To calculate Mahavishnu's almost-immediate effect, we only need look at some of the groups of Cobham in the '70s. Listen to the album Spectrum that Cobham made in 1973 with guitarist Tommy Bolin and the music he made with guitarist John Abercrombie. You can see this in Cobham's Spectrum concert in Kongsberg, Norway in 1974 in which Abercrombie sounds like he had learnt to play from listening to Mahavishnu - a sound that would soon extend to many fusion and progressive bands. In the later part of the '70s, bands like The Soft Machine and Return to Forever with Bill Connors and later Al Di Meola - both Mahavishnu devotees- would also reveal Mahavishnu's influence. Di Meola's albums and live recordings would often show the influence, including his incorporation of McLaughlin's own "strange licks" and the sound could be heard in so many very famous and influential progressive bands like King Crimson and Dutch prog rock group Focus. It was a sound also evident in symphonic-sounding French group Magma led by Christian Vander. Listen to their live performances - especially the drums at the Hippodrome in Paris in 1977 where you can hear the influence of Mahavishnu's supremely majestic symphonic though syncopated sound.

But from the '70s, who could fail to notice Jeff Beck's music? Even today, we still see him come on stage to play the Mahavishnu classic "Eternity's Breath." Shortly after being exposed to Mahavishnu, Beck toured with them in 1975 and has gone on record to say that McLaughlin is his favourite guitarist. Listen to his Blow By Blow album produced by George Martin in 1974 after Martin produced Mahavishnu earlier that year. The work Beck would do with Mahavishnu's original keyboardist Jan Hammer would continue to show this influence and one only has to listen to Beck's Wired album to be filled with Mahavishnu sounds including a McLaughlin Mahavishnu-inspired guitar solo on the opening track in which you easily recognise eastern-flavoured stabbing guitar sounds common in much of McLaughlin's playing. As Beck said, "John McLaughlin has given us so many different facets of the guitar, and introduced thousands of us to world music, by blending Indian music with jazz and classical. I'd say he was the best guitarist alive."

> [Task details] Pick up the passage on Mahavishnu's influence after its last sentence and continue writing it.

Records from a collection:
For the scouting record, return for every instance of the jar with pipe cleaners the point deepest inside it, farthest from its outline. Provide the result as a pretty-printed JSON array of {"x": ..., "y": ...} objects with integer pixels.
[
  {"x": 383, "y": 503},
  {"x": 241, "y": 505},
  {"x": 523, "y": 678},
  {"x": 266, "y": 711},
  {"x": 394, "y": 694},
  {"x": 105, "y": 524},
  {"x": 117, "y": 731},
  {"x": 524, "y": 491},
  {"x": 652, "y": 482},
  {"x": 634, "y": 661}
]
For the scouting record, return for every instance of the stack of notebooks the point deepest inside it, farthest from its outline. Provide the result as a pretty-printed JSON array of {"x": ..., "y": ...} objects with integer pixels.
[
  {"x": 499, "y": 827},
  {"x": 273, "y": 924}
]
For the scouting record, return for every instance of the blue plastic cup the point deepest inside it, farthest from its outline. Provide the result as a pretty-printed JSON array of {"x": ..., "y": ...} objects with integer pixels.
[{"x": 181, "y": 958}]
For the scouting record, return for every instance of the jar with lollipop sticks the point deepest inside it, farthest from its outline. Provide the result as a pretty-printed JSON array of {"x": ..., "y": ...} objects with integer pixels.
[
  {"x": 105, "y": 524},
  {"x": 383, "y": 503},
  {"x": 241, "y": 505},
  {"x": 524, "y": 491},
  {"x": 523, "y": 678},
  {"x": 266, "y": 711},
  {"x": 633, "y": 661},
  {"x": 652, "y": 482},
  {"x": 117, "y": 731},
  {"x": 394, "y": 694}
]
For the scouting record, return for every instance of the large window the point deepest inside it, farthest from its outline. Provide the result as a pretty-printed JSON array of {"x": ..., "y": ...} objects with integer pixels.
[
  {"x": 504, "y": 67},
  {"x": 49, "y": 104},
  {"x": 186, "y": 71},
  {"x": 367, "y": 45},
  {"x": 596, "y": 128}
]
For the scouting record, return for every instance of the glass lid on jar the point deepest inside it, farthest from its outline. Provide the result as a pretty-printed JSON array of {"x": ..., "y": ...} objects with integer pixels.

> [Exercise answer]
In fact, many leading influential players like Bill Bruford have mentioned McLaughlin as having been a major influence on very many important musicians of the 1970s and 1980s and beyond, which also include Mike Stern, Steve Morse, Eric Johnson, Scott Henderson and Shawn Lane. Even Yes' Steve Howe and Trevor Rabin speak of his great influence. Other greatly influential players who acknowledge him, include Pat Metheny, who has said that "McLaughlin changed the evolution of the guitar during several of his periods of playing." In fact, McLaughlin is seen as a leading influence on all composers of fusion music. In an interview with Downbeat, Chick Corea said that "what John McLaughlin did with the electric guitar set the world on its ear. No one ever heard an electric guitar played like that before, and it certainly inspired me. John's band, more than my experience with Miles, led me to want to turn the volume up and write music that was more dramatic and made your hair stand on end."

So, what could be Mahavishnu's influence? After speaking about Mahavishnu with a well-known jazz musician who was my neighbour when I lived in Australia – a jazz bassist who grew up with and knew Rick Laird personally - he said Laird told him that McLaughlin was the first of the fusionist guitarists. Holdsworth came after. There was also Larry Coryell though he was also early too. But McLaughlin and Mahavishnu Orchestra's fire, fine spirit and ground-breaking originality was first and remains incalculable for what it has given permanently and irreversibly to the fusion and progressive music genres.